## REQUIRED ACTIONS
1. From the unification article, output the passage starting with "The unification procedure" and going on through "or 0=unify failed.", word for word.
2. For each statement about the unification article, answer yes or no depending on whether the article agrees with it, and quote the words that decide it. (a) The structure trees are modified during the unification process. (b) The unification procedure returns 0 when unification fails. (c) The reposted article was originally written in 2012.

## TEXT SEGMENT

--

Monday, April 23, 2012

An efficient linear unification algorithm

Below is a useful article I found on reocities (a mirror of the now defunct geocities) written by John Henckel and licensed as public domain. I am reposting the article on my blog in order to preserve it.

I used the described algorithm in JSUnify, a declarative CoffeeScript DSL(domain specific language) for logic programming. I will be releasing version 1.0 of JSUnify soon which will be accompanied by another blog post. In the mean time you can track JSUnify's progress on its GitHub page,

by John Henckel, 6 Feb 1997 (public domain)

Table of Contents

Source Code


Unification is a basic operation in many symbolic artificial intelligence systems. Unification is, given two first-order terms, find a substitution of the variables in the terms so that they become identical. Reference (1) gives a good introduction to unification and gives textbook algorithm for finding the most general unifier. The problem is that this algorithm has exponential worse case complexity. Other algorithms are known that have linear worse case complexity (2) but these are very complicated to implement.


I am implementing a resolution theorem proving program for a class project and I wrote a unification algorithm which has linear complexity, I think. It is easy to implement, and it has a number of extra benefits. I will use the following example. Assume w,x,y,z are variables and we want to unify f(x,t(x),z) and f(a,y,h(w,y)). First convert the terms to tree structure as follows

In the trees each variable is replaced by a number unique in the term. These trees are READ ONLY, they are not changed by the unification process and they can be refered to by many term instances in the database. This structure sharing saves a lot of storage in the theorem proving program.

The unification program works on term instances (tins). A tin has a pointer to a tree, and a pointer to a variable list. The size of the variable list depends on the number of variables in the tree. (in the example both trees have two variables). The variable list is actually an array of tins. The tins in the var list have two pointers also, if both of these are null, we say the tin is free, or unbound.

The two tins for the example would be:

that is they both have a head tin that points to the structure tree and to a list of free tins size 2.

The unification procedure is recursive, it walks the structure trees pointed to by the two terms. It returns 1=unify was successful or 0=unify failed.

--

## PROVIDED RECORDS
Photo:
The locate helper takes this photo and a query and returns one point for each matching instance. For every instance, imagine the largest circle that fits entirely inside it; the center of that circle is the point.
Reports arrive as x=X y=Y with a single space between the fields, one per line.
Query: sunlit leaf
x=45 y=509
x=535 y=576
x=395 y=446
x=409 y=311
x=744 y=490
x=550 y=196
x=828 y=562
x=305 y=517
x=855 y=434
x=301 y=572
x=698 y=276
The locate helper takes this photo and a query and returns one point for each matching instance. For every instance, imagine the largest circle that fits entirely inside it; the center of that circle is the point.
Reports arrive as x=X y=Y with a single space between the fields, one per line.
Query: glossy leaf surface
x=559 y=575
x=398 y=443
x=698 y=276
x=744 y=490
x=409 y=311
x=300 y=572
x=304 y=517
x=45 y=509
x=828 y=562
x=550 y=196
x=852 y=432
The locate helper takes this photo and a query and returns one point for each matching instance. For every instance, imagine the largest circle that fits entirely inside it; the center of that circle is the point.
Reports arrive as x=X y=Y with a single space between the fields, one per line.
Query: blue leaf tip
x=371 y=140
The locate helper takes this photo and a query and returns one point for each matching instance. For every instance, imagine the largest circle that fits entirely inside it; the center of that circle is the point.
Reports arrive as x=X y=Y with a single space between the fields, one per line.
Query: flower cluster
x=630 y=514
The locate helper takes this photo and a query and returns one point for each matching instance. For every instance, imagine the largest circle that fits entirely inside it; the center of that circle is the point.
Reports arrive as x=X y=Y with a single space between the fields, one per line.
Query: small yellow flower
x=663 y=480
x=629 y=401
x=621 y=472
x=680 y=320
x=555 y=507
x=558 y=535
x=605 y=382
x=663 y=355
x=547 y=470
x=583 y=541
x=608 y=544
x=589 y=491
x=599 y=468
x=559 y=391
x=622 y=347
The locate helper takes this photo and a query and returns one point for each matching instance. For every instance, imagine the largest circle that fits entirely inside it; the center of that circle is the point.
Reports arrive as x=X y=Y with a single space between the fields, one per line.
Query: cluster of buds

--

## SOLUTIONS TO THE TASKS
1.
The unification procedure is recursive, it walks the structure trees pointed to by the two terms. It returns 1=unify was successful or 0=unify failed.

2.
(a) No: "These trees are READ ONLY, they are not changed by the unification process"
(b) Yes: "It returns 1=unify was successful or 0=unify failed."
(c) No: "by John Henckel, 6 Feb 1997 (public domain)"